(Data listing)
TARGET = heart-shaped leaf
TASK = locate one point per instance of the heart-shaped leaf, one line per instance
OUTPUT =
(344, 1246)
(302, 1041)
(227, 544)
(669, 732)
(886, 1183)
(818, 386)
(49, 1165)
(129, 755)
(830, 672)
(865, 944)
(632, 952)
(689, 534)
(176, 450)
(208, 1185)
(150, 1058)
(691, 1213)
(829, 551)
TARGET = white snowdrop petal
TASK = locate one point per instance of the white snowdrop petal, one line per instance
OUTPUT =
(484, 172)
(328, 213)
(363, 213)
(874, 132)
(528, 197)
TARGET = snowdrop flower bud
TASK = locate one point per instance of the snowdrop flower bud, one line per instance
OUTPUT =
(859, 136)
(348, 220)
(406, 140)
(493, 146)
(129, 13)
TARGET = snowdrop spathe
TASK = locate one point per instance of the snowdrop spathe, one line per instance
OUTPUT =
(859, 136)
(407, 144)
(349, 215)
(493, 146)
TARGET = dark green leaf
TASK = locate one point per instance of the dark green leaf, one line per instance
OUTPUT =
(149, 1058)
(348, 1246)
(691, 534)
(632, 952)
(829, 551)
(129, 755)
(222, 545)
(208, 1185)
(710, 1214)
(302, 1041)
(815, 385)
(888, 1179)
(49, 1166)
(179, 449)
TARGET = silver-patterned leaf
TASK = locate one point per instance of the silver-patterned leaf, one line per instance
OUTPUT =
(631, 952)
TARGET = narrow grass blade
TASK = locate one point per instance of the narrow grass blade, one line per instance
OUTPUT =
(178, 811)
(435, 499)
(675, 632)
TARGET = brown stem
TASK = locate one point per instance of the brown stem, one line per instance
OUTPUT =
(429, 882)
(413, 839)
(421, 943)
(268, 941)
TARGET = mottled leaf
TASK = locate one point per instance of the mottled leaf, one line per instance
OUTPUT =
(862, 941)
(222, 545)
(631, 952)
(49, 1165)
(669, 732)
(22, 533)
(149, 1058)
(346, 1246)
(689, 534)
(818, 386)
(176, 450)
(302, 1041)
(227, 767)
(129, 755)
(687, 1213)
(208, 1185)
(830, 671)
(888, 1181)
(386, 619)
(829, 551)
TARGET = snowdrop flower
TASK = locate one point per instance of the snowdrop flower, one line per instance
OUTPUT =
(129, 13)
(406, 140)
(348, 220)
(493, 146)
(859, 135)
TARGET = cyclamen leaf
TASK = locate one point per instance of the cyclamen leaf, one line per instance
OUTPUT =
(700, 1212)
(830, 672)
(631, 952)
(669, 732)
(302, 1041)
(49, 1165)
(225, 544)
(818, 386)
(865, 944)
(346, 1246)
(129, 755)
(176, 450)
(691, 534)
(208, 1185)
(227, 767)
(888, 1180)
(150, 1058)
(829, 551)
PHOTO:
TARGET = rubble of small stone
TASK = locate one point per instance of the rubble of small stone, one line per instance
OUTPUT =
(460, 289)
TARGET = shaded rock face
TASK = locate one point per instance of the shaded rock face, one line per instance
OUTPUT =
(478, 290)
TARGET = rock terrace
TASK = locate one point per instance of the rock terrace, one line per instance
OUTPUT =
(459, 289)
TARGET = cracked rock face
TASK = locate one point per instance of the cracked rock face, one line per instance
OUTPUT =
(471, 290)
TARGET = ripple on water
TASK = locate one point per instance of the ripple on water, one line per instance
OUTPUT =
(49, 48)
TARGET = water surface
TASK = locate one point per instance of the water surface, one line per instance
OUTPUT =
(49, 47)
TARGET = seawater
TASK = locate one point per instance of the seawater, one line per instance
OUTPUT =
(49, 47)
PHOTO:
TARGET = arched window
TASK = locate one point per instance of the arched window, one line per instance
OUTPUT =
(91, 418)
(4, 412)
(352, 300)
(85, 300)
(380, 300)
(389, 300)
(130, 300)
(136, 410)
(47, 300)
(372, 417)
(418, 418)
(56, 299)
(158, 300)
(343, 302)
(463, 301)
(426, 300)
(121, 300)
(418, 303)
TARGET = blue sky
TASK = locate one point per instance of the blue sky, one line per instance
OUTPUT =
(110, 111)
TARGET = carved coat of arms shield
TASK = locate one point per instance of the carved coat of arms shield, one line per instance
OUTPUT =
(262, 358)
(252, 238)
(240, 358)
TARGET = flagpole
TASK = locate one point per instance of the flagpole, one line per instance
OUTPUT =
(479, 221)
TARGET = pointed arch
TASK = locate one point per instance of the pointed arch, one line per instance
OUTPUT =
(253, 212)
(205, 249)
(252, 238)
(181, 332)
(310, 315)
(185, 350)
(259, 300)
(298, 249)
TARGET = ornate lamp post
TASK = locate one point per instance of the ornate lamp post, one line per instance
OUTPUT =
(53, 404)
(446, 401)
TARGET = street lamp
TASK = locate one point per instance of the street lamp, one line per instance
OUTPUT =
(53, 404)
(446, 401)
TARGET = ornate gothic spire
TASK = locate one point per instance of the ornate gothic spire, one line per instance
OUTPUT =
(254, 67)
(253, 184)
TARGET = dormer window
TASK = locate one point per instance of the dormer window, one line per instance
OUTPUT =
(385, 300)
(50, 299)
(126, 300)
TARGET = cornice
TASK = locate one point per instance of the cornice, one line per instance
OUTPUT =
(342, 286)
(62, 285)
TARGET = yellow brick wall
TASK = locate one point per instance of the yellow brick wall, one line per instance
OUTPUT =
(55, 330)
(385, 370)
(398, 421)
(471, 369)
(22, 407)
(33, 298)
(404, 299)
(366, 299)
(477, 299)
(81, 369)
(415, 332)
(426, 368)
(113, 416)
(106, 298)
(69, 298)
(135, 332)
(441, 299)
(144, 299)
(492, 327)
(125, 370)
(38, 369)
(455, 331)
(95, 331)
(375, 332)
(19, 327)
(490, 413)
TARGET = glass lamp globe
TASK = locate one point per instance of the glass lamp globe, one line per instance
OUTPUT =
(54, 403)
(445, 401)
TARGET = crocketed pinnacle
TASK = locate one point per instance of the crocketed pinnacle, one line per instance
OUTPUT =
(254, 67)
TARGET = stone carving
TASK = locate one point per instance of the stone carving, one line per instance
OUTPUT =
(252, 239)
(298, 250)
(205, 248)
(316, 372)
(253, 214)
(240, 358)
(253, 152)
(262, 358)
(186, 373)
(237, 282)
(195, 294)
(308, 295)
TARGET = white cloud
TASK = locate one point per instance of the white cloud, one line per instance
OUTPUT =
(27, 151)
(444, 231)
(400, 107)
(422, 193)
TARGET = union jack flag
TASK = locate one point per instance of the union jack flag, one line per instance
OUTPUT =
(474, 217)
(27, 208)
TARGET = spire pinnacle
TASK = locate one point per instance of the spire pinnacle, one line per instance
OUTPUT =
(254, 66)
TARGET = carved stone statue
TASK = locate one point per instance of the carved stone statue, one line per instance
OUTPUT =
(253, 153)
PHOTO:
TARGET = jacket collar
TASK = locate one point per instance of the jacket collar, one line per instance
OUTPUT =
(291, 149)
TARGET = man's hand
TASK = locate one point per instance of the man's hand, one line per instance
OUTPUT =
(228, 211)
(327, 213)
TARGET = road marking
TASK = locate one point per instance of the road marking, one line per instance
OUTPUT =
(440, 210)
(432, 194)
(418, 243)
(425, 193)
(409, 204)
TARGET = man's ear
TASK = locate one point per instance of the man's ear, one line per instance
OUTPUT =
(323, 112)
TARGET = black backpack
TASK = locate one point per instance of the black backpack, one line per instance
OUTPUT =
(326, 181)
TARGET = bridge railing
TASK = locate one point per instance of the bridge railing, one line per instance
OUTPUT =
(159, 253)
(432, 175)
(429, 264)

* [Problem details] From the "TARGET = glass lamp globe" line to the close of the listing, restate each line word for word.

* [Solution to this task]
TARGET = glass lamp globe
TASK = locate one point per instance of the glass lamp globe, one line per instance
OUTPUT =
(54, 403)
(445, 401)
TARGET = crocketed pinnacle
TASK = locate one point per instance of the crocketed pinnacle, one line per instance
OUTPUT =
(254, 67)
TARGET = stone carving
TASK = locate one point per instance of the stone carving, one line per instance
OUTPUT =
(252, 239)
(298, 250)
(205, 248)
(316, 372)
(253, 214)
(240, 358)
(253, 152)
(262, 358)
(186, 373)
(237, 282)
(195, 294)
(308, 295)
TARGET = white cloud
TASK = locate one point per instance of the white cloud, one line per instance
OUTPUT =
(27, 151)
(444, 231)
(400, 107)
(422, 193)
TARGET = union jack flag
TASK = locate one point per instance of the union jack flag, one line per instance
OUTPUT =
(474, 217)
(27, 208)
TARGET = spire pinnacle
TASK = locate one point per instance of the spire pinnacle, one line per instance
OUTPUT =
(254, 66)
TARGET = carved stone statue
TASK = locate one point per instance of the carved stone statue, one line per instance
OUTPUT =
(253, 153)
PHOTO:
TARGET = jacket collar
TASK = locate one point per instance of the jacket collar, one line per instance
OUTPUT =
(291, 149)
TARGET = man's hand
TASK = locate one point per instance of the man's hand, one line per instance
OUTPUT =
(228, 211)
(327, 213)
TARGET = road marking
TASK = locate one point per instance of the road marking, one line per instance
OUTPUT =
(440, 210)
(432, 194)
(418, 243)
(425, 193)
(409, 204)
TARGET = man's ear
TASK = locate one point per instance of the man's ear, one line per instance
OUTPUT =
(323, 112)
TARGET = black backpack
TASK = locate one point per instance of the black backpack, one line per instance
OUTPUT =
(326, 181)
TARGET = bridge railing
TASK = locate one point per instance of the bridge railing, one line per instance
OUTPUT =
(159, 253)
(432, 175)
(429, 264)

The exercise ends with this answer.